(EXERCISE DATA begins)

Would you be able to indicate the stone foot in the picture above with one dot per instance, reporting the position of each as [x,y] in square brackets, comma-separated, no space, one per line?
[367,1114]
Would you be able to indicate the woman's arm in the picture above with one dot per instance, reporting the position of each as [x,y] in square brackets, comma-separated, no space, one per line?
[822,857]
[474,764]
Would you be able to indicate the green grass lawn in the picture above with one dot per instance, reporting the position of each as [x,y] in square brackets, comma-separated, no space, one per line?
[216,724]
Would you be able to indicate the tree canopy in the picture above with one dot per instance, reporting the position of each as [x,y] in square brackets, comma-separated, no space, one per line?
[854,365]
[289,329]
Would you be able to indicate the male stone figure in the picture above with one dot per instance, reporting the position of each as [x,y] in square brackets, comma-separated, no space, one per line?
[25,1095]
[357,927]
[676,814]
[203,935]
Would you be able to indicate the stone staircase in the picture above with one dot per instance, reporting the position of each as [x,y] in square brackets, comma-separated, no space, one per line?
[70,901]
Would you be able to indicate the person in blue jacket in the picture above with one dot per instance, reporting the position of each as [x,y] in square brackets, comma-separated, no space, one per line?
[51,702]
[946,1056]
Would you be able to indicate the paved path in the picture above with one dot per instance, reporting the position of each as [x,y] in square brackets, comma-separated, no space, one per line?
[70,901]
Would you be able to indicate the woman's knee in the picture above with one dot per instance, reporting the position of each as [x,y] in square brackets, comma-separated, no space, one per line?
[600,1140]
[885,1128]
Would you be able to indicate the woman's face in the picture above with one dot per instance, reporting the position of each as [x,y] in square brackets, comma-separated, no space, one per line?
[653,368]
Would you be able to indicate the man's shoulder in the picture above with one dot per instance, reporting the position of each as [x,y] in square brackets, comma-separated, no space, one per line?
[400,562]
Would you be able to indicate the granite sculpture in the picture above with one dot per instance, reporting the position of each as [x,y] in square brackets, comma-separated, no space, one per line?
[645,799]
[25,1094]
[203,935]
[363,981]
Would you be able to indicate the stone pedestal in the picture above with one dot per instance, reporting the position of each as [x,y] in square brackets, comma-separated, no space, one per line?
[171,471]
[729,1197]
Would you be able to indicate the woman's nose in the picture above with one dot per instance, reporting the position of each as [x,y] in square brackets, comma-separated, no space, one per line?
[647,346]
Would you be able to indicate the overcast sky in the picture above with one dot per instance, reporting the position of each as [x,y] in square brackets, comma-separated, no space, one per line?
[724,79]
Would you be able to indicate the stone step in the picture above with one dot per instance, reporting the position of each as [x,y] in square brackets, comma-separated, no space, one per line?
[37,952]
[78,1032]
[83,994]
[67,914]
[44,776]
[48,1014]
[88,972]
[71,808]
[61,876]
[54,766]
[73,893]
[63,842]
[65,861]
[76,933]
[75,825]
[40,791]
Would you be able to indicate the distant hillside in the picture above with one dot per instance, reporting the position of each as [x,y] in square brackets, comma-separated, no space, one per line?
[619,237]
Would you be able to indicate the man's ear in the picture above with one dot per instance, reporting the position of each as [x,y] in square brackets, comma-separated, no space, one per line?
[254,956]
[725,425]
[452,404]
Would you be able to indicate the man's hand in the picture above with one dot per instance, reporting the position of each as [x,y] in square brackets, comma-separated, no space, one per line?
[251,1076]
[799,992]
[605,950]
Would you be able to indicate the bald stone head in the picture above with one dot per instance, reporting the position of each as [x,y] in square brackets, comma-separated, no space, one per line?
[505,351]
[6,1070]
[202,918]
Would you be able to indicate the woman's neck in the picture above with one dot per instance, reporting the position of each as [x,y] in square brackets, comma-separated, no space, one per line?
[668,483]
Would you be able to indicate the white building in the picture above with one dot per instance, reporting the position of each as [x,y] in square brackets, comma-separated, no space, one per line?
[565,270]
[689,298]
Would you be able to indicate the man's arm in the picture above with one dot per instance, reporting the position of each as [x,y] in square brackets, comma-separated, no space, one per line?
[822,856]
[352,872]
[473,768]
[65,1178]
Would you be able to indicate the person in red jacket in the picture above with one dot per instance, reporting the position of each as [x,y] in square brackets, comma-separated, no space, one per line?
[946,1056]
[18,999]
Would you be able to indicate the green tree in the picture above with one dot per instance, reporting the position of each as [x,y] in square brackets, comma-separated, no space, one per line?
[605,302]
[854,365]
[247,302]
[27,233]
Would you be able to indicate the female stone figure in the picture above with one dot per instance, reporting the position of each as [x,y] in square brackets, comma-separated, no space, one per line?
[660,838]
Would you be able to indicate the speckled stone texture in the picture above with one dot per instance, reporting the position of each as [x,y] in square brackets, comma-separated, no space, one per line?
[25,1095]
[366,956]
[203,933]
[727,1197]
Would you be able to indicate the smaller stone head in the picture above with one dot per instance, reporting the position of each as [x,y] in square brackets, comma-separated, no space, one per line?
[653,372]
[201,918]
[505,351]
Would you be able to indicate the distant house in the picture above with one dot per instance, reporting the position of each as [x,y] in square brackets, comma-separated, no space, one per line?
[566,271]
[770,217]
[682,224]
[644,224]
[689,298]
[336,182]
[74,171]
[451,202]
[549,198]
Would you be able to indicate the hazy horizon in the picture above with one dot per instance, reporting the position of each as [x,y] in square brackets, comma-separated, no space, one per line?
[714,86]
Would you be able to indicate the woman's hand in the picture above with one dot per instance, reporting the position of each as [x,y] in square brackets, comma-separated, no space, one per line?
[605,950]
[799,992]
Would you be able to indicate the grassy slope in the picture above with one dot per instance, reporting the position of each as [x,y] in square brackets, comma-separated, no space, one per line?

(EXERCISE DATA ends)

(REQUIRED ACTION)
What is needed is an exact transcription of every record above.

(ANSWER FOR THE TASK)
Would you be able to indicate the stone foot in the picture above with one dot per instance, reporting the position of each as [x,y] in square brackets, comma-separated, no space, one per line?
[367,1114]
Would you be able to indicate the woman's arm in the picture above with one dot per instance, reporting the position of each as [x,y] in square brackets, comma-separated, no space, one per line?
[822,857]
[474,764]
Would you be able to indicate the green grass lawn in the picture above with one dot per instance, reporting the position of each as [x,y] in square brackets, comma-separated, no space, one per line?
[216,724]
Would you be able to indicate the tree canopy in the picture above with one dot per instance, reporting the position of each as [x,y] in square brackets, comma-separated, no space, one per line?
[854,365]
[289,329]
Would you be able to indicate the male stone figure in the picture above with one dot per instance, reporting the position of each as [x,y] in square brackets, comma-separated, no space, one per line?
[25,1095]
[357,927]
[676,814]
[203,935]
Would you be able to indicate the stone staircase in the picture above with one dot per instance, reporting the position of each as [x,y] in square brackets, comma-separated, no space, one per line?
[70,901]
Would you be able to indicate the person in blue jacket in the picture above with one dot per instance, reporting the position of each as [x,y] in square brackets, comma-separated, no space, one per line?
[51,702]
[946,1056]
Would you be able to indicate the paved path in the picture above with one dot per instance, reporting the position of each as [x,y] in square brackets, comma-separated, no space, one per line?
[70,901]
Would you be able to indicate the woman's knee in the picture above with one dot per instance, reporting the position of each as [x,y] in square brackets, comma-separated, no space, one per line?
[600,1140]
[885,1128]
Would you be able to indicate the woman's face in the picture above with one dot per instance, reporting the position of each as [x,y] in square brackets, comma-separated, no space, one per line?
[653,368]
Would you be able to indicate the man's shoulder in the picture above with one dot per instance, reporting the position of each as [x,y] in square brackets, comma-separated, no space, one per line?
[400,562]
Would you be able to indicate the granite sculpture in the picture above with one dot per instance, reporting the position of each as [x,y] in square brackets, comma-separated, no space, one per line?
[645,799]
[25,1094]
[203,935]
[363,981]
Would you be able to indicate the stone pedestal in the picture above with one dot per instance, reporting the position of each as [x,y] in square brackets, comma-separated, no space, one per line?
[171,471]
[729,1197]
Would you be able to indicate the woman's nose in the picture above with one dot per instance, reporting the position of each as [x,y] in square brackets, comma-separated, no space, one per line?
[647,346]
Would you be able to indicate the overcast sky in the picture above with one dot per instance, reporting the position of each as [x,y] in square brackets, comma-separated, no space, one per line?
[724,79]
Would you be able to indicate the stone step in the picture above with one dot per instance, reporting the position of each as [x,y] in square brackets, comma-separated, no space, one per line?
[37,952]
[78,1032]
[83,994]
[67,914]
[44,776]
[48,1014]
[88,972]
[71,808]
[61,876]
[54,766]
[73,893]
[63,842]
[65,861]
[76,933]
[75,825]
[40,791]
Would you be able to indicate the distant hillside in the picture above with one dot per instance, reporting the position of each as [x,y] in square brackets, comma-separated, no space, one per line?
[619,237]
Would you be able to indicate the man's ear in the picture above with one dot per instance, reporting the position of each as [x,y] in square brackets, comma-separated, no space, one per line?
[254,956]
[725,425]
[452,404]
Would you be able to indicate the man's hand in the picture above with one dot per instance, reporting the position of each as [x,y] in square brackets, comma-separated, no space, one per line?
[251,1076]
[799,992]
[605,950]
Would you be able to indicate the bald stone head in the picture above with one dot per instance, reporting the position of each as [x,y] in square brackets, comma-separated, no space, one per line?
[505,351]
[6,1070]
[202,918]
Would you be able to indicate the woman's neck in the picture above with one dot per instance, reporting the position of each as [x,y] in square brackets, comma-separated, no space, one per line?
[668,483]
Would you be able to indicate the white building in the picture above with one dot per instance, reporting the position of each as [x,y] in square brackets, comma-separated, no space, one per line?
[565,270]
[689,298]
Would you be able to indicate the man's arm in the picture above with one dot per instance, reporting the position of each as [x,y] in square brackets, comma-separated, no space, one per line?
[822,856]
[352,872]
[473,768]
[65,1178]
Would you be able to indicate the person in red jacket in the picture above with one dot per instance, reporting the position of each as [x,y] in square brackets, comma-separated, no space, one per line?
[946,1056]
[18,999]
Would you be able to indicate the green tree in the picture above with one dot per instance, reporting the position of each as [x,y] in square brackets, comma-separated, no space, one per line?
[605,302]
[854,365]
[247,302]
[27,233]
Would you be able to indicate the female stone figure in the picture above with one dot per instance, reporting the position of each as [x,y] in square brackets, comma-separated, no space, one per line?
[660,838]
Would you be able to indicate the speckled stone texture in the picture above with one dot per instance, reporting the position of each as [x,y] in square brackets, comma-separated, no space, one per line?
[25,1095]
[366,956]
[203,933]
[727,1197]
Would you be able to indicate the smaller stone head in the picture above with one dot per instance, reporting the position of each as [x,y] in square brackets, comma-separated, no space, one per line?
[653,372]
[201,918]
[505,351]
Would you be able to indicate the distant house in the picture above with one dot per instance, reporting the position of each as [x,y] in square brackets, comma-separated, no space, one per line?
[566,271]
[770,217]
[682,224]
[644,224]
[689,298]
[336,182]
[74,171]
[451,202]
[549,198]
Would you be able to indicate the hazy horizon in the picture above with one dot per instance, reporting the position of each as [x,y] in square brackets, comma-separated, no space, one per line?
[714,86]
Would you be able to indicate the woman's hand in the picture above with one dot per instance, reporting the position of each as [x,y] in square brackets, comma-separated, no space, one per line?
[605,950]
[799,992]
Would you be able to indicate the grassy slope in the picture above with one dot per instance, reporting the position of each as [x,y] in square brackets, comma-separated, no space, one per line?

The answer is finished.